**TEXT**
Wenn auch keine Charterfolge, so sind dennoch jede Menge Publikums-Lieblinge im Set, die textsicher von den etwa 200 Gästen begleitet werden. Besonders laut wird es bei „König der Straßen“, „Fliegende Fische“, „Unter Uns“ und den finalen Titeln „Wenn jetzt Sommer wär´“ (genau, der Hit!) und „Star Wars“, mit dem die Männer sich strahlend in den Back-, oder, wie es im Gleis 22 heißen muss, Sidestage-Raum verabschieden. Natürlich gibt es lauten Applaus, und die Show geht noch ein wenig weiter.

**AUSZUG AUS QUELLE**
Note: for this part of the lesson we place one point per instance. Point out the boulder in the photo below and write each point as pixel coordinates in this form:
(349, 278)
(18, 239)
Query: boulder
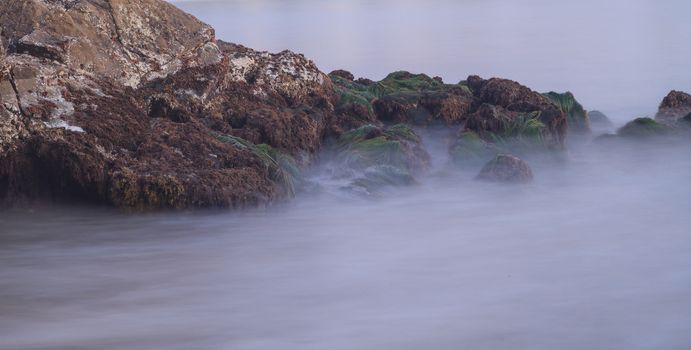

**ZU ERLEDIGENDE AUFGABEN**
[A] Schreibe den Konzertbericht zwischen „Wenn auch keine“ und „ein wenig weiter.“ (einschließlich) ab und ersetze darin „Applaus“ durch „Jubel“.
[B] Stimmen die folgenden Aussagen mit dem Konzertbericht überein? Antworte jeweils mit Ja oder Nein und zitiere die entscheidenden Worte des Berichts.
(i) Etwa 200 Gäste singen die Lieder textsicher mit.
(ii) Das Set besteht vor allem aus Charterfolgen.
(iii) Mit „Star Wars“ ist die Show zu Ende.
[C] Beantworte die folgenden Fragen zum Konzertbericht.
(i) Wie heißt im Gleis 22 der Raum, in den sich die Männer verabschieden?
(ii) Welche beiden Titel bilden den Abschluss?
(iii) Womit reagiert das Publikum auf den Abschied?

**DIE ERGEBNISSE**
[A]
Wenn auch keine Charterfolge, so sind dennoch jede Menge Publikums-Lieblinge im Set, die textsicher von den etwa 200 Gästen begleitet werden. Besonders laut wird es bei „König der Straßen“, „Fliegende Fische“, „Unter Uns“ und den finalen Titeln „Wenn jetzt Sommer wär´“ (genau, der Hit!) und „Star Wars“, mit dem die Männer sich strahlend in den Back-, oder, wie es im Gleis 22 heißen muss, Sidestage-Raum verabschieden. Natürlich gibt es lauten Jubel, und die Show geht noch ein wenig weiter.

[B]
(i) Ja: „die textsicher von den etwa 200 Gästen begleitet werden“
(ii) Nein: „Wenn auch keine Charterfolge“
(iii) Nein: „die Show geht noch ein wenig weiter“

[C]
(i) Sidestage-Raum
(ii) „Wenn jetzt Sommer wär´“ und „Star Wars“
(iii) Mit lautem Applaus